--- Begin RECORDS SHOWN ---

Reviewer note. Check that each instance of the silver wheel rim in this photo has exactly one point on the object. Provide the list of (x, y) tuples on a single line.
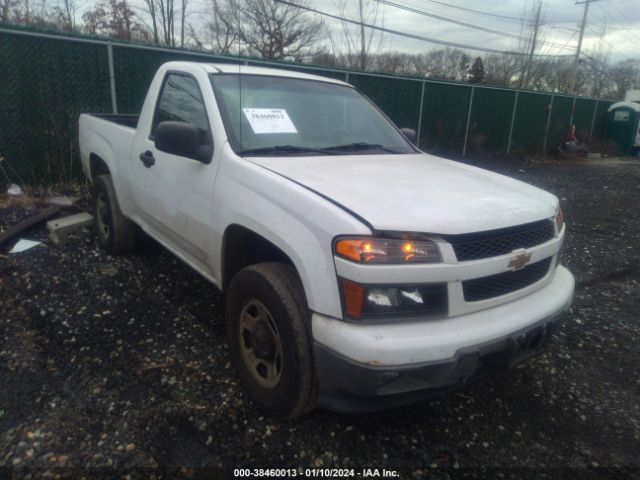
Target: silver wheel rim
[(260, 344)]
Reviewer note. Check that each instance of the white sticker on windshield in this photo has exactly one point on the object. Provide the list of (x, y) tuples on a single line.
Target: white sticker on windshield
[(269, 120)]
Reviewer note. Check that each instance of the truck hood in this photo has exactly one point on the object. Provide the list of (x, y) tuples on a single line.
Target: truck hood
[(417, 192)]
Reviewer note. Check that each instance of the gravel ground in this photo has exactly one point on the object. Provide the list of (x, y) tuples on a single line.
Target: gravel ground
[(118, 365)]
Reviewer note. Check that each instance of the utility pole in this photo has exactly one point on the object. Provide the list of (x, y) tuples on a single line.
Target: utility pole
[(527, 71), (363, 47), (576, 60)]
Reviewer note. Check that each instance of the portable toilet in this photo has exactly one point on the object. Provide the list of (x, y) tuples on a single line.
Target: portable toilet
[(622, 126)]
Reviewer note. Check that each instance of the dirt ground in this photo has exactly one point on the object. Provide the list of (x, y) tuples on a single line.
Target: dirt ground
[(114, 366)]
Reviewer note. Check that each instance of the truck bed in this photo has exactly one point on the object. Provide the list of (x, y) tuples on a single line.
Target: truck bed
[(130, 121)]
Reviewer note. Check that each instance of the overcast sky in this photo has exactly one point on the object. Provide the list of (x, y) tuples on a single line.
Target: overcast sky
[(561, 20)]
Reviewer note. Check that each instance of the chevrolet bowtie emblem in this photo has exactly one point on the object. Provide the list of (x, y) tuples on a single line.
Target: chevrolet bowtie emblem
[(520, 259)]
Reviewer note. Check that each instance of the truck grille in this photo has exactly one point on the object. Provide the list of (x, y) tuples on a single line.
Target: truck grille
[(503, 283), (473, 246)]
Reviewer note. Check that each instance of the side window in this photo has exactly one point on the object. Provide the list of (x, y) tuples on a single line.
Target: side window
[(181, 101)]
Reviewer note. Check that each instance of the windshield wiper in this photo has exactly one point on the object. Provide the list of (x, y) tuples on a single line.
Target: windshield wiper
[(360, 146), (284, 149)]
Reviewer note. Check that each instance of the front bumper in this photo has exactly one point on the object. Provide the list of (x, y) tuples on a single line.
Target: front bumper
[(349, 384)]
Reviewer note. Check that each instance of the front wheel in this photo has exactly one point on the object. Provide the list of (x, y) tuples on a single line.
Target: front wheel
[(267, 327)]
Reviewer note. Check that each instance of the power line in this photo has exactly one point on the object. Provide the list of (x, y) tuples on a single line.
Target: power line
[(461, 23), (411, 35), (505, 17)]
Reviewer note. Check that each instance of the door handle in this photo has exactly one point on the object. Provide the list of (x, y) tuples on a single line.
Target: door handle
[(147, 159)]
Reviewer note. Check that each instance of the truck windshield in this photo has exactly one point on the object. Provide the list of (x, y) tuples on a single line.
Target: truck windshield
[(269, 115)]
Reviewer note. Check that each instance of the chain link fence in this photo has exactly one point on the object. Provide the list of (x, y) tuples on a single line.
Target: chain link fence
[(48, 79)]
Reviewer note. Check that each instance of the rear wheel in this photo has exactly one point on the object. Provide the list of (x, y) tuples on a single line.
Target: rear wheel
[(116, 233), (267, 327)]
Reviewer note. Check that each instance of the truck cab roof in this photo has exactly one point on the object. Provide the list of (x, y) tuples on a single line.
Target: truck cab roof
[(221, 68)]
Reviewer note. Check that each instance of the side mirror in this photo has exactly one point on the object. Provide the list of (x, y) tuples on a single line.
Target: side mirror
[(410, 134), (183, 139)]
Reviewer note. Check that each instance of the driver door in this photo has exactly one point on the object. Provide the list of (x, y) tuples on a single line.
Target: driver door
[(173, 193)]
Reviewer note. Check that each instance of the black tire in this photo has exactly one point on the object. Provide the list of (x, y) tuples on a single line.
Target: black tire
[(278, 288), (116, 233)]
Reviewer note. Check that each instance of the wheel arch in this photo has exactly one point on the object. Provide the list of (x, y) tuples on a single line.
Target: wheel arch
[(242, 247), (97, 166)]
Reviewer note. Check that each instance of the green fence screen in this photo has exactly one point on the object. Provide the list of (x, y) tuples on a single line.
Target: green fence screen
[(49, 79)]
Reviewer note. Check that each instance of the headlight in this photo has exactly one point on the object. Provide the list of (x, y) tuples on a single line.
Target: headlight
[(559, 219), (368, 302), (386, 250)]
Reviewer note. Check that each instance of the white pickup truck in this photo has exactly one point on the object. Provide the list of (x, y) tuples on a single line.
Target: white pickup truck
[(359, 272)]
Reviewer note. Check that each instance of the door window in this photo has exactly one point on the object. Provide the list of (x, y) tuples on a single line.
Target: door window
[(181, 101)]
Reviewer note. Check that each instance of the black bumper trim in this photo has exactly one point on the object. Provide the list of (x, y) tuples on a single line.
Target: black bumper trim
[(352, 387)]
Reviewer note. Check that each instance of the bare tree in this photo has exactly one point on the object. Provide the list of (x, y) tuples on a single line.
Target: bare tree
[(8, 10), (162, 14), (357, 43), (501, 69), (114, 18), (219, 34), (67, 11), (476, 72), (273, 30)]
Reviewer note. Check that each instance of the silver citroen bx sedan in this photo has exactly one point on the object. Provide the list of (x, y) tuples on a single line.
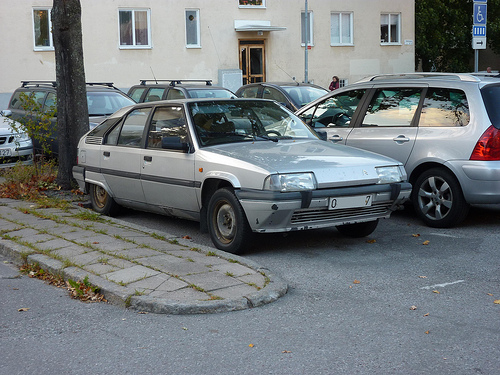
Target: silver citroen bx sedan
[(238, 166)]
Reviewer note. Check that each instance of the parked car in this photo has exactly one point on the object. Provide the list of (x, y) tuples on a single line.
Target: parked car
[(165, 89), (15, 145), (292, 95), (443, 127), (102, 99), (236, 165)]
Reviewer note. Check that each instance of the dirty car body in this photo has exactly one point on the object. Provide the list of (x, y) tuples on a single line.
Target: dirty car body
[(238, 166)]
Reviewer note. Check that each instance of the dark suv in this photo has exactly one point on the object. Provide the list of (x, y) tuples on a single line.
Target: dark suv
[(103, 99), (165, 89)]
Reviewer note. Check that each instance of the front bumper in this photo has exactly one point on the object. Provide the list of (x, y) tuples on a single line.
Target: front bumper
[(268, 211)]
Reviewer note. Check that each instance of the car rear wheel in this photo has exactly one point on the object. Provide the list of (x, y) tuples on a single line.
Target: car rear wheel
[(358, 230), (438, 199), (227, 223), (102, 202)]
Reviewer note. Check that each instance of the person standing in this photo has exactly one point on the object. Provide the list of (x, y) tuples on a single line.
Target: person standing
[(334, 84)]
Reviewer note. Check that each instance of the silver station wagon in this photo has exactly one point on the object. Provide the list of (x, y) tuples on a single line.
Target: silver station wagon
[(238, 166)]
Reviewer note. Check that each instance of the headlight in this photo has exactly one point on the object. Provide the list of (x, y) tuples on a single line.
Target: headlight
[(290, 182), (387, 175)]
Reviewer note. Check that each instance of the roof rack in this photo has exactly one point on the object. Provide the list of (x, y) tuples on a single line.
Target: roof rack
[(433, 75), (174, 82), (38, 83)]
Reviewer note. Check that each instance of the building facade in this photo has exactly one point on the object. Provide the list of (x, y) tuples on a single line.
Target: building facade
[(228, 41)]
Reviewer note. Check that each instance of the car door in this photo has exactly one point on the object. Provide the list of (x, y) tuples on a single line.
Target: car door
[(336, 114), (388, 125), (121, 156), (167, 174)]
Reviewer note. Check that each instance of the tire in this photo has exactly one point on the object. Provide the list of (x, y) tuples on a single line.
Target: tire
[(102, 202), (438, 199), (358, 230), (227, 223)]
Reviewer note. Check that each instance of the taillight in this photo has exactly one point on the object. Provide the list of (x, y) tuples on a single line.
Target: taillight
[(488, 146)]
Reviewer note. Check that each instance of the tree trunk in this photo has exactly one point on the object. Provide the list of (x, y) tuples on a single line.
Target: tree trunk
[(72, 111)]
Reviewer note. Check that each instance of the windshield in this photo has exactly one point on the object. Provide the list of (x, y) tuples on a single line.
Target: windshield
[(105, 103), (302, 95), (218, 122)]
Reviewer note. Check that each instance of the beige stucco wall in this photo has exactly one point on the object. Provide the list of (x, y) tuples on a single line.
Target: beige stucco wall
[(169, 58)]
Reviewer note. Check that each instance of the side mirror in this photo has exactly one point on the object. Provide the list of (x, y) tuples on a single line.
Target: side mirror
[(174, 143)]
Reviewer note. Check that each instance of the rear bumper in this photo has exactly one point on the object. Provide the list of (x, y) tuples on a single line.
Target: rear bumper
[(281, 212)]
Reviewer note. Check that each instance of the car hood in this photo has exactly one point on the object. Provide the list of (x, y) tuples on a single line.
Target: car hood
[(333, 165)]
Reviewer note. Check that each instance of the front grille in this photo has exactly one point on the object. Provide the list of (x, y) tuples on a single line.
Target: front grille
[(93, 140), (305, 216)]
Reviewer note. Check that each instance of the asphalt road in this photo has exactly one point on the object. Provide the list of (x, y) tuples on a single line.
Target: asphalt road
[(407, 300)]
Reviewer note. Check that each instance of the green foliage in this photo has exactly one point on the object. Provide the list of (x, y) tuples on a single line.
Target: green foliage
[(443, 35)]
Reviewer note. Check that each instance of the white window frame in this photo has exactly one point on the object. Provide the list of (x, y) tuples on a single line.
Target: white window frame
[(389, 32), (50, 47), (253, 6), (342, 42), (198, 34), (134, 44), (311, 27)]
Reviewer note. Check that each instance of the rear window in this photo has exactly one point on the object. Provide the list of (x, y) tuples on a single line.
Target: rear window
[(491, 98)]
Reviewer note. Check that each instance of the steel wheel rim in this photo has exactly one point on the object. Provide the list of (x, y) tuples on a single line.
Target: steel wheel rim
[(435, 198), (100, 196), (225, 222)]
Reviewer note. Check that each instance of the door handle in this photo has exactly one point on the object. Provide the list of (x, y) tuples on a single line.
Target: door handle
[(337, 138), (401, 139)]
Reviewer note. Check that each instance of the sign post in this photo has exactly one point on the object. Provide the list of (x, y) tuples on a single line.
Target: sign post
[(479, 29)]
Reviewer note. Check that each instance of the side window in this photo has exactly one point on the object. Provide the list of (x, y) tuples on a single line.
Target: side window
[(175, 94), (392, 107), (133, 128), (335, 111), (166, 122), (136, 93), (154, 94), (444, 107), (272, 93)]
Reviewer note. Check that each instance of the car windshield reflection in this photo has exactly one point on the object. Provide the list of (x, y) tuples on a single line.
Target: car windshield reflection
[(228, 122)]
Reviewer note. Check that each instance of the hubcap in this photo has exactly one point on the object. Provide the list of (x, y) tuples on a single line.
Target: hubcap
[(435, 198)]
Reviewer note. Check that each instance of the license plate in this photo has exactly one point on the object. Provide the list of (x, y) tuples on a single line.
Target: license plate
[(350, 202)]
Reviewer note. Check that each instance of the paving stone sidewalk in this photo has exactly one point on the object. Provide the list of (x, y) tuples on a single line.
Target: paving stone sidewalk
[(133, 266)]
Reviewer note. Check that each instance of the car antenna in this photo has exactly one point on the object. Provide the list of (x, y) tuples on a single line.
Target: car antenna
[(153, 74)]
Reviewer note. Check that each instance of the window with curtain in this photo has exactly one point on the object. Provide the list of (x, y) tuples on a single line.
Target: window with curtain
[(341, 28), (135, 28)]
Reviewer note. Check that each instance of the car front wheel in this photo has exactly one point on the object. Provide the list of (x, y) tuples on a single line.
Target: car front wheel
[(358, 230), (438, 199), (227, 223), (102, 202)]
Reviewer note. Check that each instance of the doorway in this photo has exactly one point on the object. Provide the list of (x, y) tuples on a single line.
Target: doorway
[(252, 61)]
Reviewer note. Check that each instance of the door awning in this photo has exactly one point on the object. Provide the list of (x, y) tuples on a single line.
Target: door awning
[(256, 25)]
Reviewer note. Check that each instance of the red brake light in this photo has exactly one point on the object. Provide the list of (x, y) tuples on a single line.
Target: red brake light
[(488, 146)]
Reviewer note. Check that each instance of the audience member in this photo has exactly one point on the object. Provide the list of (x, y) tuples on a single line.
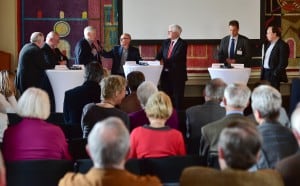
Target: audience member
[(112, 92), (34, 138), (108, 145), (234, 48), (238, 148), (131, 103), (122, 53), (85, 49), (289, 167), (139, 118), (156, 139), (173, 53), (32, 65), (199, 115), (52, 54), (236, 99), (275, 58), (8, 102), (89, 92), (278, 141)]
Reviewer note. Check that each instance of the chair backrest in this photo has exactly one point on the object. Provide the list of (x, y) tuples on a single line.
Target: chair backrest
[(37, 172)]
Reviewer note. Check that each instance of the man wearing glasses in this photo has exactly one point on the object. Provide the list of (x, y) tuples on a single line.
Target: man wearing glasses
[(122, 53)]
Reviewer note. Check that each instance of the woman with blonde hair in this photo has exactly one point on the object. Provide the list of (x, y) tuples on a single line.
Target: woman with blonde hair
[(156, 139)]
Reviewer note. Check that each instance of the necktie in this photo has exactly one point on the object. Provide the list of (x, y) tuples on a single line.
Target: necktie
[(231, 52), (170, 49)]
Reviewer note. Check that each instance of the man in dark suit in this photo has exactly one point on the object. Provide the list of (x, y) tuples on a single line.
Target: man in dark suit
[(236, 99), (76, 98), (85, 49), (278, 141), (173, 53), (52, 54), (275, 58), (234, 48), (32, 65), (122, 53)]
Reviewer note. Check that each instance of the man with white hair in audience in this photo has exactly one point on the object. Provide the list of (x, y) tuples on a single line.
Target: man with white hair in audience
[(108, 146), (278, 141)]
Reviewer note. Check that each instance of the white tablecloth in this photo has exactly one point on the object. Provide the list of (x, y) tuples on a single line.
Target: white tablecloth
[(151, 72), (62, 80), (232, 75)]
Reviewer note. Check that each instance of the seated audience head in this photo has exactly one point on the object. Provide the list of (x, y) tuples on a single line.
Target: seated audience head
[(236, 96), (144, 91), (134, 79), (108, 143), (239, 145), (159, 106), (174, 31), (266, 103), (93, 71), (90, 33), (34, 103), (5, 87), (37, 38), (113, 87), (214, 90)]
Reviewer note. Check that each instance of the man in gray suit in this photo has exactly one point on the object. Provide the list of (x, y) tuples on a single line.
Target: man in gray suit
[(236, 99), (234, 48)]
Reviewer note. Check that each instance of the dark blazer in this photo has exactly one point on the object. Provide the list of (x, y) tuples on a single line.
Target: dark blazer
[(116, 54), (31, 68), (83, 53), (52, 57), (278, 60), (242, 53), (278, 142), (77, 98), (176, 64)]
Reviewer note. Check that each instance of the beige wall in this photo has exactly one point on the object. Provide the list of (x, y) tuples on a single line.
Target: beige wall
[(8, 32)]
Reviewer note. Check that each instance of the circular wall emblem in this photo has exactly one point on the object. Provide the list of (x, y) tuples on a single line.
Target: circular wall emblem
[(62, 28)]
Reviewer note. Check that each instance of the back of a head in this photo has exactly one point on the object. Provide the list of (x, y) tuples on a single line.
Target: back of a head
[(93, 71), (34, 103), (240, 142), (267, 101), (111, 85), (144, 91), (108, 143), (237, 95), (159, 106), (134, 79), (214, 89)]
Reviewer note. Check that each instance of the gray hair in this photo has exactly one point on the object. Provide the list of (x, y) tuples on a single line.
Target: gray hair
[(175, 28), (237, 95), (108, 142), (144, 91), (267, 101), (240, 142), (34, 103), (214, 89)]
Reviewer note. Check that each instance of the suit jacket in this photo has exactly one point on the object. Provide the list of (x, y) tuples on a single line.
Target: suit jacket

--- End RECORDS SHOWN ---

WRITTEN INSTRUCTION =>
Copy the stretch of the listing from the line containing "Reviewer note. Check that each instance of the truck hood" through the line containing "[(114, 366)]", both lines included, with every character unchanged.

EXERCISE RESULT =>
Reviewer note. Check that each instance of the truck hood in this photo has exactly one point on the object. Provide the list of (x, y) tuples on a single line.
Target: truck hood
[(417, 192)]
Reviewer note. Check that each instance of the gravel ground in this photo has exactly one point on the object. Provide the list of (x, y) tuples on a single line.
Target: gravel ground
[(118, 365)]
Reviewer note. Check that each instance of the utility pole in this photo has exactly one point on the object. Provide the list of (x, y) tuples on a single line.
Target: utility pole
[(527, 71), (363, 47), (576, 60)]
Reviewer note. Check that each instance of the portable toilet in this photo has exactly one point on the object. Provide the list of (x, y) tuples on a single line.
Target: portable toilet
[(622, 126)]
Reviewer note. Check that each instance of the dirt ground in this photo has exactly one point on the object. Provide the list of (x, y) tuples on a single line.
Target: dirt ground
[(114, 366)]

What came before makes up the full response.